L’annonce d’une visite officielle du président français à Cuba, le 11 mai 2015, a marqué une nouvelle étape du dégel entre La Havane et les puissances occidentales. Déjà, le chef d’Etat cubain Raúl Castro et son homologue américain Barack Obama avaient échangé une poignée de main historique lors du sommet des Amériques, en avril. Une accélération de l’histoire qui suscite quelques interrogations dans l’île..

En 2018, M. Raúl Castro, qui aura alors atteint l’âge de 87 ans, ne briguera pas de nouveau mandat présidentiel. Dans trois ans, la génération de la Sierra Maestra aura donc quitté le pouvoir. Trois ans, c’est peu pour réformer l’économie du pays, adopter une nouvelle Constitution et maîtriser la normalisation des rapports avec Washington, qu’a illustrée la rencontre du président cubain et de celui des Etats-Unis au sommet des Amériques de Panamá, en avril. Le régime survivra-t-il à la disparition de sa direction historique ?

Le Parti communiste cubain (PCC) a déjà désigné un successeur : le premier vice-président Miguel Díaz-Canel. Mais les défis demeurent. Pour les affronter, M. Castro s’appuie sur les Forces armées révolutionnaires (FAR), l’armée nationale, dont il a été le ministre pendant un demi-siècle, sur le PCC et sur l’Eglise catholique, au cœur des négociations avec Washington (1). Alors que les réformes économiques ont creusé les inégalités (2), l’incertitude sur l’avenir du pays est générale. Le PCC tente d’y répondre en lançant des consultations populaires dans les périodes de précongrès. M. Castro a réaffirmé que ce serait à nouveau le cas pour le septième, prévu en avril 2016. Mais les débats ont déjà débuté parmi les intellectuels, membres et non-membres du PCC, en particulier sur la Toile, en dépit d’un accès limité à Internet.

EXERCICE ÉCRIT —
Selon le texte sur Cuba, pourquoi la génération de la Sierra Maestra aura-t-elle quitté le pouvoir dans trois ans ? Répondez en une à trois phrases. Les entrées n'ont aucun lien avec le texte sur Cuba.

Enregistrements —
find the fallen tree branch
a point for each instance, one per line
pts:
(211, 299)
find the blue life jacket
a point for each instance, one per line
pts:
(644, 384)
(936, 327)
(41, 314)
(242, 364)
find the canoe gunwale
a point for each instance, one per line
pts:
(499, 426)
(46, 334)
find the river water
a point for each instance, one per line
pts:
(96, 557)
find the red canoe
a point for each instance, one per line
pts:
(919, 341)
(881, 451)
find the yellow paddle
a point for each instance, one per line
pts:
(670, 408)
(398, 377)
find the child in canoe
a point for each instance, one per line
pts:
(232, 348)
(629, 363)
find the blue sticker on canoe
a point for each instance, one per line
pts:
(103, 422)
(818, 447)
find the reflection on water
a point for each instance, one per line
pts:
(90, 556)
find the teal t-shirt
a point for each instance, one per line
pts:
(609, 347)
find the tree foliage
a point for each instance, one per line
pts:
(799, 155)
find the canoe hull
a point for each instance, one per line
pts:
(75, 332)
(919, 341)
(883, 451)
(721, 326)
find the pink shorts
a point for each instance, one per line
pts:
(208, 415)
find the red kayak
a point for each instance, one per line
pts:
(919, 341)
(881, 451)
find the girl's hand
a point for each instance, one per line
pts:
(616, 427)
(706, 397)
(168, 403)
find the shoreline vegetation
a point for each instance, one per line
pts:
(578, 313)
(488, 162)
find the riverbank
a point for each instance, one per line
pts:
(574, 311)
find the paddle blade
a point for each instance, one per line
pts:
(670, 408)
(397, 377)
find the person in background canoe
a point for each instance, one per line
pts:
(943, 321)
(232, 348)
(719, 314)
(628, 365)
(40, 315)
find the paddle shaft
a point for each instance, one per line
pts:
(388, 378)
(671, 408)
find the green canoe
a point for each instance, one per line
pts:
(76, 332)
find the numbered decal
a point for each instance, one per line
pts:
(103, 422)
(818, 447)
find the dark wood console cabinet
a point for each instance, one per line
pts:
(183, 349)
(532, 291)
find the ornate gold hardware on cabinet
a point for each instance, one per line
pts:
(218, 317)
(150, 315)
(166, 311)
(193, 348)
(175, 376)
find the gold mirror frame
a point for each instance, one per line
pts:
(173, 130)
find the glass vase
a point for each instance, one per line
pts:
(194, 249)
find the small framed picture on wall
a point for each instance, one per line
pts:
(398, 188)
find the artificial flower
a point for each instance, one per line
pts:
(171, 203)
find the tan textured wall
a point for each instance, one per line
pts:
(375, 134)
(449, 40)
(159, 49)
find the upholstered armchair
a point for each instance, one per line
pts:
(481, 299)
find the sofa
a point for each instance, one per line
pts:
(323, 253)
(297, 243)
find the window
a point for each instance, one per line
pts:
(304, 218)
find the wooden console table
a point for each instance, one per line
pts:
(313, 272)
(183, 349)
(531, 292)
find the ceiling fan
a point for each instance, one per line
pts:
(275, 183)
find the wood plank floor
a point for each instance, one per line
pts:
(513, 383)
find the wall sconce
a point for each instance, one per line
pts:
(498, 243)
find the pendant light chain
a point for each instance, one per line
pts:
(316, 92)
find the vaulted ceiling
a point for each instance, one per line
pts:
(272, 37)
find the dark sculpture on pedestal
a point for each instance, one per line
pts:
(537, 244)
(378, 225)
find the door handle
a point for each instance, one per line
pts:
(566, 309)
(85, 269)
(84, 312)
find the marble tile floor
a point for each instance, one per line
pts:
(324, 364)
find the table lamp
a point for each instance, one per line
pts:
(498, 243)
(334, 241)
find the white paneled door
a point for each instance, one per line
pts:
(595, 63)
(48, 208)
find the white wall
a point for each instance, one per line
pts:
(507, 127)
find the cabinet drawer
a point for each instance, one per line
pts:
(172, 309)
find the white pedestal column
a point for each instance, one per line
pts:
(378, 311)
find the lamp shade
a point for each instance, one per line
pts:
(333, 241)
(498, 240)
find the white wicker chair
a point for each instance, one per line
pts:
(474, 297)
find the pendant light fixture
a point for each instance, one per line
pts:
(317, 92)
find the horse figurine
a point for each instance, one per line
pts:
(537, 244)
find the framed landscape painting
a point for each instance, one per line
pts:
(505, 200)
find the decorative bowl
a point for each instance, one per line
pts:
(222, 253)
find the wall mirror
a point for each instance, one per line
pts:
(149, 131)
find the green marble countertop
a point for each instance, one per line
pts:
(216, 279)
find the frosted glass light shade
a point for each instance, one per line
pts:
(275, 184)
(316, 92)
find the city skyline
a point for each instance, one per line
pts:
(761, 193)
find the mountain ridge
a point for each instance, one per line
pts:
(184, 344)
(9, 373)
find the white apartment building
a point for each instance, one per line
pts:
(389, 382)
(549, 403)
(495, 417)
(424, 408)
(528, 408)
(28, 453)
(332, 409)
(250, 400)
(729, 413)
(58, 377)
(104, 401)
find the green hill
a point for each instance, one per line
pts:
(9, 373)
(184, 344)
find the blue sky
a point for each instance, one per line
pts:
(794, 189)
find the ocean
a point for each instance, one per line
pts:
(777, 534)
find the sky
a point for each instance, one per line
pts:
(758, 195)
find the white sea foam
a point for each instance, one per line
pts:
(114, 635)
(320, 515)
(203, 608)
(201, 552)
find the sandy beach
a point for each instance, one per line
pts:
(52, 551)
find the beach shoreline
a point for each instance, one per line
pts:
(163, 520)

RÉPONSE ATTENDUE —
Parce qu'en 2018, Raúl Castro, qui aura alors 87 ans, ne briguera pas de nouveau mandat présidentiel.